#### Selected excerpt
You are viewing a plain text version of this content. The canonical link for it is here.
Posted to user@flink.apache.org by Lorenzo Nicora <lo...@gmail.com> on 2023/02/18 08:58:45 UTC

KeyedProcessFunction within an iteration

Hi all,

I am trying to implement an iterative streaming job that processes the loop
with a KeyedProcessFunction.

I need a KeyedProcessFunction to use keyed state and to emit a side-output
(that after further transformations becomes the feedback)

Problem is IterativeStream.process() only accepts ProcessFunction, no
KeyedProcessFunction.

The main and feedback streams have the same payload type, and I am keying
both before starting and closing the iteration.
I understand I cannot re-key after starting the iteration, as
IterativeStream does not support keyBy() and throws an
UnsupportedOperationException "Cannot change the input partitioning of an
iteration head directly. Apply the partitioning on the input and feedback
streams instead."

Is there any way of using keyed state within an iteration?
BTW,
I am using Flink 1.15.2 and I am bound to that version

Regards
Lorenzo

Re: KeyedProcessFunction within an iteration

Posted by Lorenzo Nicora <lo...@gmail.com>.
Hi Zhipeng

IterativeStreams does have keyBy() methods, but they all throw
UnsupportedOperationException [1]

For some context: the whole thing is to do message enrichment with asyncIO,
caching the enrichment info in state (with TTL).
I am using an iteration as RichAsyncFunction does not support state.
I didn't find a simpler way to do both async IO and caching in state.

Here is a shortened version of the flow

-----8<-----8<-----8<-----8<-----8<-----8<----
// Measure, SensorData and EnrichedMeasure are POJOs. The key (sensorId) is
an Integer.

/// flow....
DataStream<Measure> measures = env.addSource(new MeasuresSource());
IterativeStream.ConnectedIterativeStreams<Measure, SensorData> iteration =
measures

.iterate().withFeedbackType(TypeInformation.of(SensorData.class));
ConnectedStreams<Measure, SensorData> measureAndSensorDataBySensorId =
iteration
            // THIS THROWS UnsupportedOperationException
            // "Cannot change the input partitioning of an iteration hea
directly. Apply the partitioning on the input and feedback streams instead."

#### Record extracts
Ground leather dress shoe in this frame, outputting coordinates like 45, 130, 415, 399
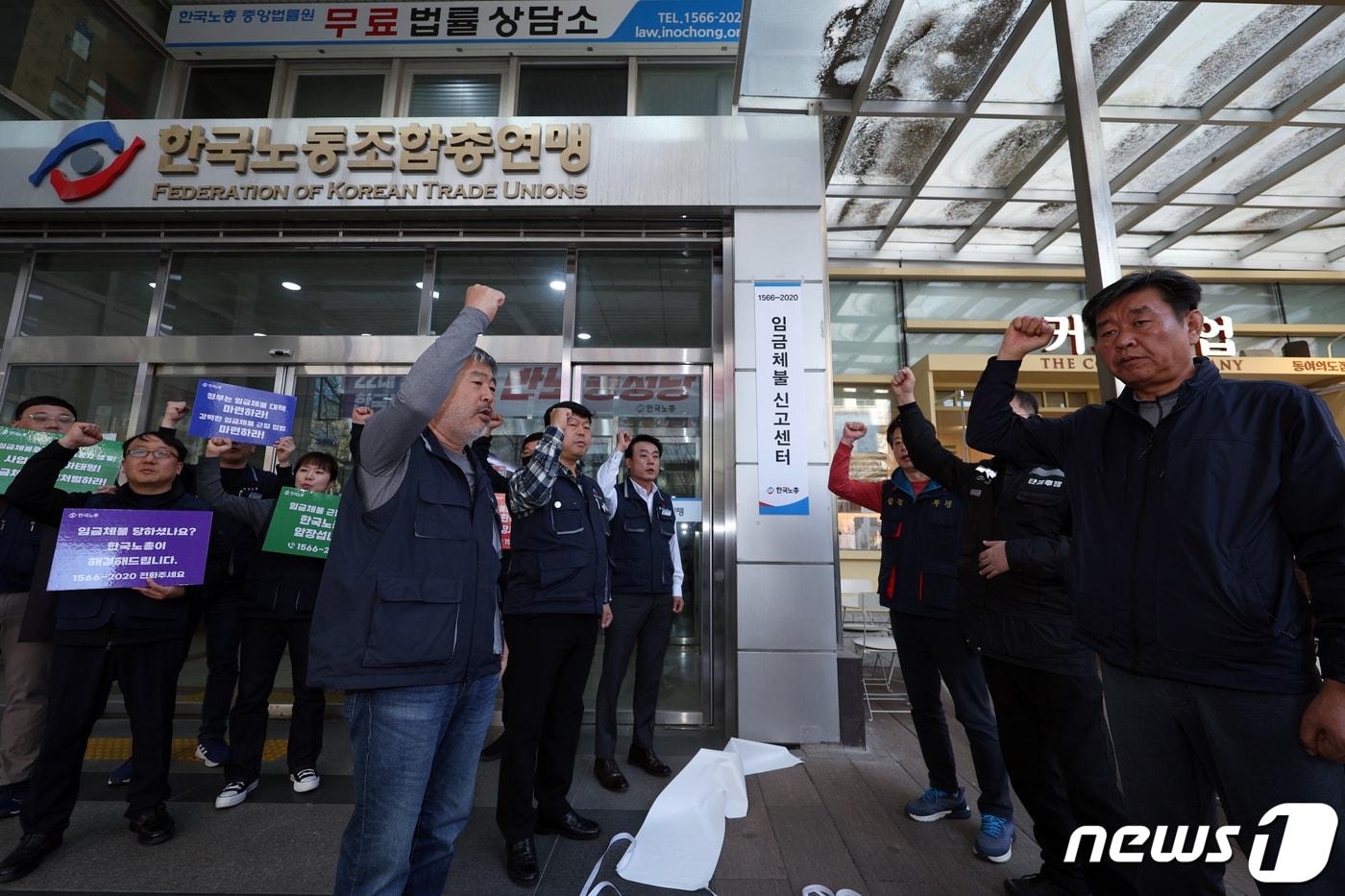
0, 830, 61, 884
593, 759, 631, 794
131, 803, 178, 846
537, 809, 602, 839
504, 836, 539, 886
625, 747, 672, 778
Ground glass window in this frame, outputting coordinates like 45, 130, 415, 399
406, 74, 501, 118
19, 252, 159, 336
182, 66, 276, 118
290, 71, 384, 118
159, 251, 425, 336
0, 252, 23, 339
518, 64, 626, 115
144, 367, 278, 467
1200, 282, 1281, 324
0, 0, 164, 120
431, 249, 565, 334
4, 365, 138, 440
635, 61, 733, 115
831, 279, 901, 374
904, 279, 1084, 323
575, 249, 710, 349
1279, 282, 1345, 324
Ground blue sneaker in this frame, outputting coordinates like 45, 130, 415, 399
907, 787, 971, 822
196, 738, 229, 768
108, 759, 131, 787
974, 812, 1015, 862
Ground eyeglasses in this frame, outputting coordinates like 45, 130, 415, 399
127, 448, 178, 460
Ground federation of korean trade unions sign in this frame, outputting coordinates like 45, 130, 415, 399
753, 279, 810, 517
164, 0, 743, 58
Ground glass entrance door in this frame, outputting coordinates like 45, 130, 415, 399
572, 365, 714, 725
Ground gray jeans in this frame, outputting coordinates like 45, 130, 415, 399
0, 593, 51, 785
1102, 665, 1345, 896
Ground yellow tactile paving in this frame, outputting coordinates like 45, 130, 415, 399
85, 738, 286, 762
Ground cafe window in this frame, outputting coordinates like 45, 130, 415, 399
182, 66, 276, 118
635, 61, 733, 115
406, 73, 501, 118
518, 64, 626, 115
290, 71, 387, 118
159, 251, 425, 336
19, 252, 159, 336
0, 0, 164, 120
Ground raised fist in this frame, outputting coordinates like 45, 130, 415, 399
61, 423, 102, 448
999, 315, 1056, 360
465, 284, 504, 320
892, 367, 916, 406
841, 420, 868, 446
160, 400, 191, 429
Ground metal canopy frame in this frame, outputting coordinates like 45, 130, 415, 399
734, 0, 1345, 268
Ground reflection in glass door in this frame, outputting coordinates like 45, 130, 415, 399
573, 365, 713, 725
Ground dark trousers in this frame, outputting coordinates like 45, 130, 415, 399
495, 614, 599, 842
593, 594, 672, 759
199, 584, 245, 739
20, 638, 183, 835
1102, 665, 1345, 896
981, 657, 1136, 896
225, 618, 327, 782
892, 611, 1013, 818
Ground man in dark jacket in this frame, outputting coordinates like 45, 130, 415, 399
0, 396, 78, 816
0, 423, 209, 883
495, 400, 612, 886
967, 269, 1345, 895
308, 285, 504, 893
892, 369, 1136, 896
827, 420, 1015, 862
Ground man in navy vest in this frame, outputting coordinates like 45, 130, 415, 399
308, 285, 504, 895
0, 423, 209, 883
495, 400, 612, 886
593, 432, 682, 792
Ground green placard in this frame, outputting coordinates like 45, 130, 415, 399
0, 426, 121, 493
261, 489, 340, 560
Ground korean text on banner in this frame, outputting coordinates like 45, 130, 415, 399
187, 379, 295, 446
0, 426, 121, 494
47, 509, 212, 591
261, 489, 340, 560
753, 279, 808, 517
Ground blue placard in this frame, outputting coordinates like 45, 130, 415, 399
187, 379, 295, 446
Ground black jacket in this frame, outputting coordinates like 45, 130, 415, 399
967, 358, 1345, 692
900, 402, 1097, 675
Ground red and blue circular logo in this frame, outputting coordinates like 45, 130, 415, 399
28, 121, 145, 202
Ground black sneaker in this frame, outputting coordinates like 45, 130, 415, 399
0, 830, 61, 884
131, 803, 178, 846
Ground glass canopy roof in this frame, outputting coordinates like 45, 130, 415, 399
737, 0, 1345, 269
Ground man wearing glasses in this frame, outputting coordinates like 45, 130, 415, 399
0, 396, 75, 816
0, 423, 223, 883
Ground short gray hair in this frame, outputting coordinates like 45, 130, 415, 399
467, 349, 499, 376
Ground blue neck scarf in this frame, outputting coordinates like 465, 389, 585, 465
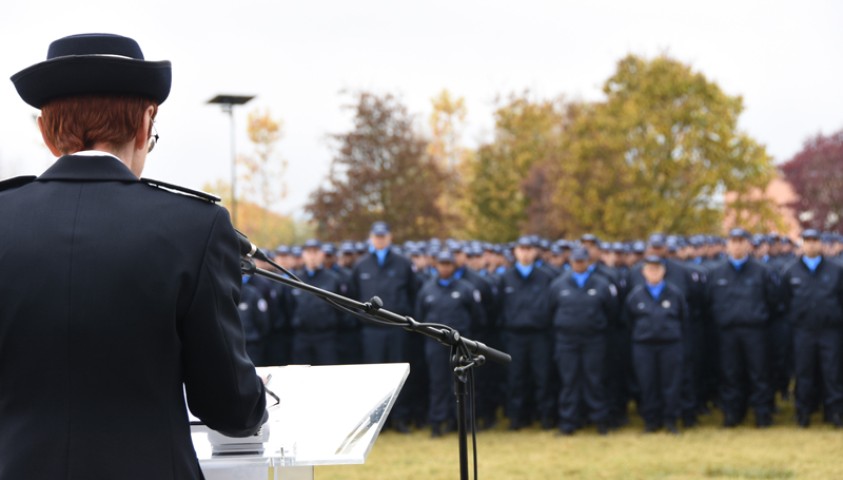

#### What to produce
Pick up the Flink mailing-list thread on keyed state inside an iteration at the point where it stops, after the material.

#### Output for this exercise
            .keyBy(Measure::getSensorId, SensorData::getSensorId);

//    CachedEnrichment extends KeyedCoProcessFunction<Integer, Measure,
SensorData, EnrichedMeasure>
//    It emits cache hit on main output and cache miss on a side-output
CachedEnrichment cachedEnrichment = new CachedEnrichment();
// Try enrichment from cache
SingleOutputStreamOperator<EnrichedMeasure> cacheHitEnrichedMeasures =
measureAndSensorDataBySensorId
            .process(cachedEnrichment);
DataStream<Measure> cacheMissMeasures = cacheHitEnrichedMeasures
            .getSideOutput(cachedEnrichment.cacheMissOutputTag);

// On cache miss fetch SensorData with async IO
SingleOutputStreamOperator<Tuple2<EnrichedMeasure, SensorData>>
enrichedMeasuresAndFetchedSensorData =
            AsyncDataStream.unorderedWait(
                    cacheMissMeasures,
                    //    AsyncEnrich extends RichAsyncFunction<Measure,
Tuple2<EnrichedMeasure, SensorData>>
                    new AsyncEnrich(),
                    ASYNC_CALL_TIMEOUT, TimeUnit.MILLISECONDS,
ASYNC_OPERATOR_CAPACITY);

// Close the loop with newly fetched SensorData
iteration.closeWith(enrichedMeasuresAndFetchedSensorData.map(t -> t.f1));

// Merge outputs
DataStream<EnrichedMeasure> allEnrichedMeasures = cacheHitEnrichedMeasures
            .union(enrichedMeasuresAndFetchedSensorData.map(t -> t.f0));
-----8<-----8<-----8<-----8<-----8<-----8<----

Also, the message of the UnsupportedOperationException thrown by
IterativeStreams.keyBy()
("...Apply the partitioning on the input and feedback streams instead")
does not look right.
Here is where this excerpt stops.